# PASSAGE
Against the backdrop of the scientific and technological revolution of the 16th and 17th centuries, a scientific worldview grounded in human reason and experience replaced theology as the dominant paradigm for understanding nature and society. The core elements of this modern worldview are determinism, atomism, and linearity. Determinism holds that the world, including society, can be perfectly explained by specific causal principles. Atomism posits that the world is formed through the mechanical combination of isolated elements, much like atoms, and that any object — including living organisms — can be understood through the process of breaking it down into its components and reassembling them. Linearity holds that all phenomena have clearly distinguishable causes and effects, and that specific factors produce specific outcomes in a linear manner — in a consistent direction and proportion.
This modern philosophy of science has contributed to humanity's intuitive understanding of the world by enabling the existence and changes of specific phenomena to be expressed concisely and economically. At the same time, modern scientific philosophy has aided in understanding and transforming nature and society by developing modes of thought and methodology: "concepts" that enable communication among people through generalization of phenomena, "theories" about the ways phenomena exist and change, and "measurement" that verifies abstract concepts and theories through concrete attributes.

# PROVIDED RECORDS

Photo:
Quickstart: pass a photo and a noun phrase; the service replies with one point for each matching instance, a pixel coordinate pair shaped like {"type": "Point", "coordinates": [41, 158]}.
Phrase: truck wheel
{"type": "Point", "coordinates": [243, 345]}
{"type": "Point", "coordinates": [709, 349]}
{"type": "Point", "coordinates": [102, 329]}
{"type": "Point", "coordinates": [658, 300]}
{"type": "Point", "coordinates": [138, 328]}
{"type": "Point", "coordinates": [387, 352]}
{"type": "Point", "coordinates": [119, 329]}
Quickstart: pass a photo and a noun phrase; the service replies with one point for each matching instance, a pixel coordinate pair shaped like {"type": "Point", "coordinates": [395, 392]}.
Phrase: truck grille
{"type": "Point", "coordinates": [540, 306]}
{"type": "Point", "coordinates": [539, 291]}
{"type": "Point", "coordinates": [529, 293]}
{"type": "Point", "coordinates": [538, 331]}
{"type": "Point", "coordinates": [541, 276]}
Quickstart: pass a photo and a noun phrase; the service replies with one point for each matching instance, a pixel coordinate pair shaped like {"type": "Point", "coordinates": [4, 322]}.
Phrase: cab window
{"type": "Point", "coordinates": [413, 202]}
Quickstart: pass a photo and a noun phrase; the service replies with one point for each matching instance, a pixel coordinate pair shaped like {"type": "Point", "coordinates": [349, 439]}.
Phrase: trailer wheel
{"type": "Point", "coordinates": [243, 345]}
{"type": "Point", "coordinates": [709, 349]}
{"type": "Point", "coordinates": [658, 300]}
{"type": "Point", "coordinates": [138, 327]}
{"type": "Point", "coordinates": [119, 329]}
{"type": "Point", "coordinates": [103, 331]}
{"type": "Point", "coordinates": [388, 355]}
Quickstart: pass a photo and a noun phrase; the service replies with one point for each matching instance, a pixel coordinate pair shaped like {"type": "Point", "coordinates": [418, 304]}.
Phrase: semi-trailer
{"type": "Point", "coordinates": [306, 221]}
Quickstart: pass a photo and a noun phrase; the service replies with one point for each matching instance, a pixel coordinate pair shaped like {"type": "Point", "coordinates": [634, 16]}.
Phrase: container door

# ACTIONS TO TAKE
• A. In the passage on the modern scientific worldview, what are named as its three core elements?
• B. Rewrite all of the records with "Quickstart" replaced by "Usage" and everything else unchanged.
The text has no connection to the records.

# WRITTEN RESPONSES
• A. Determinism, atomism, and linearity.

• B.
Photo:
Usage: pass a photo and a noun phrase; the service replies with one point for each matching instance, a pixel coordinate pair shaped like {"type": "Point", "coordinates": [41, 158]}.
Phrase: truck wheel
{"type": "Point", "coordinates": [243, 345]}
{"type": "Point", "coordinates": [709, 349]}
{"type": "Point", "coordinates": [102, 329]}
{"type": "Point", "coordinates": [658, 300]}
{"type": "Point", "coordinates": [138, 328]}
{"type": "Point", "coordinates": [387, 352]}
{"type": "Point", "coordinates": [119, 329]}
Usage: pass a photo and a noun phrase; the service replies with one point for each matching instance, a pixel coordinate pair shaped like {"type": "Point", "coordinates": [395, 392]}.
Phrase: truck grille
{"type": "Point", "coordinates": [540, 306]}
{"type": "Point", "coordinates": [539, 291]}
{"type": "Point", "coordinates": [529, 293]}
{"type": "Point", "coordinates": [538, 331]}
{"type": "Point", "coordinates": [541, 276]}
Usage: pass a photo and a noun phrase; the service replies with one point for each matching instance, a pixel coordinate pair shaped like {"type": "Point", "coordinates": [4, 322]}.
Phrase: cab window
{"type": "Point", "coordinates": [413, 202]}
Usage: pass a photo and a noun phrase; the service replies with one point for each matching instance, a pixel coordinate pair shaped like {"type": "Point", "coordinates": [349, 439]}.
Phrase: trailer wheel
{"type": "Point", "coordinates": [243, 345]}
{"type": "Point", "coordinates": [709, 349]}
{"type": "Point", "coordinates": [658, 300]}
{"type": "Point", "coordinates": [138, 327]}
{"type": "Point", "coordinates": [119, 329]}
{"type": "Point", "coordinates": [103, 331]}
{"type": "Point", "coordinates": [388, 355]}
Usage: pass a photo and a noun phrase; the service replies with one point for each matching instance, a pixel coordinate pair shaped like {"type": "Point", "coordinates": [418, 304]}.
Phrase: semi-trailer
{"type": "Point", "coordinates": [306, 221]}
Usage: pass a photo and a noun phrase; the service replies with one point for each matching instance, a pixel coordinate pair shaped like {"type": "Point", "coordinates": [634, 16]}.
Phrase: container door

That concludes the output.